### Task details:
Copy out all of the material. Every line must match the original.

### Exercise data:
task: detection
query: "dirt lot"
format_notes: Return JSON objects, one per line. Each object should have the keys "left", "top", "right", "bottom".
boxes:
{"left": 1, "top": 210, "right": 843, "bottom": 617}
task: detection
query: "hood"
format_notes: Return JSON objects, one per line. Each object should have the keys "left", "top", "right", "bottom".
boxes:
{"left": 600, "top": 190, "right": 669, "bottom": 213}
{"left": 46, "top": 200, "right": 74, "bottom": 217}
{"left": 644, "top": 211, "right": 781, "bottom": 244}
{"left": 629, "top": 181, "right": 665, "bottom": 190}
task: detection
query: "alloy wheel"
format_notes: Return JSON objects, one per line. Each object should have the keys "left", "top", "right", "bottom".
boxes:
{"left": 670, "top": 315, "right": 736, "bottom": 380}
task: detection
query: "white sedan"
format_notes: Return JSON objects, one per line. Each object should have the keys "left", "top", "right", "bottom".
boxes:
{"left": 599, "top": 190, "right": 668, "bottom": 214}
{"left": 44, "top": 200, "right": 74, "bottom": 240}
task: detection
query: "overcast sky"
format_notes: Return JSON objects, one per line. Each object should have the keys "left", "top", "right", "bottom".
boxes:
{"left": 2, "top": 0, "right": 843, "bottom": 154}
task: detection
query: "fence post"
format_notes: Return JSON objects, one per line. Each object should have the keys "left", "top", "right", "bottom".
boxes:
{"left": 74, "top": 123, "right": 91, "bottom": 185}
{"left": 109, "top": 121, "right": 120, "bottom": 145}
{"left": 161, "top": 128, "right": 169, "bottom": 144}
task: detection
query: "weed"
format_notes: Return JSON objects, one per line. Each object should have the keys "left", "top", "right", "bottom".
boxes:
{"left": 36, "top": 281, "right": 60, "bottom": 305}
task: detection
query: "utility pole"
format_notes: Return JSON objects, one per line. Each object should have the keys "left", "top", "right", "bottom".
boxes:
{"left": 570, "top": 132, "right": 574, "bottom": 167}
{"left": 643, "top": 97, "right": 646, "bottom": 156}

### Task answer:
task: detection
query: "dirt lot"
format_notes: Return JSON objects, one per line. Each object should have the keys "left", "top", "right", "bottom".
boxes:
{"left": 1, "top": 210, "right": 843, "bottom": 617}
task: detection
query: "hood"
format_notes: Return JSON objects, one per line. Each object should have the keys "left", "top", "right", "bottom".
boxes:
{"left": 600, "top": 190, "right": 669, "bottom": 213}
{"left": 46, "top": 200, "right": 74, "bottom": 217}
{"left": 644, "top": 211, "right": 781, "bottom": 244}
{"left": 629, "top": 181, "right": 665, "bottom": 190}
task: detection
query: "alloy wheel"
format_notes: Return JSON objects, one per line. Each object should have the keys "left", "top", "right", "bottom".
boxes:
{"left": 670, "top": 315, "right": 736, "bottom": 380}
task: detection
query: "white sedan"
format_notes: Return JSON objects, one per line. Each object should have the keys "left", "top", "right", "bottom".
boxes:
{"left": 599, "top": 190, "right": 668, "bottom": 214}
{"left": 44, "top": 200, "right": 74, "bottom": 240}
task: detection
query: "overcast sky"
format_notes: Return JSON objects, one per line. Each object should have the keys "left", "top", "right", "bottom".
boxes:
{"left": 2, "top": 0, "right": 843, "bottom": 154}
task: detection
query: "fence post"
format_notes: Return JSON objects, one per line. Each object should have the keys "left", "top", "right", "bottom".
boxes:
{"left": 74, "top": 123, "right": 91, "bottom": 185}
{"left": 109, "top": 121, "right": 120, "bottom": 145}
{"left": 161, "top": 128, "right": 169, "bottom": 144}
task: detection
query: "weed"
format_notes: Return JSON objects, one per line. Each object should have the keys "left", "top", "right", "bottom".
boxes:
{"left": 36, "top": 281, "right": 60, "bottom": 305}
task: detection
query: "utility pole"
format_notes: Return JSON objects, one per line. Each object should have the keys "left", "top", "right", "bottom".
boxes:
{"left": 570, "top": 132, "right": 574, "bottom": 167}
{"left": 643, "top": 97, "right": 646, "bottom": 156}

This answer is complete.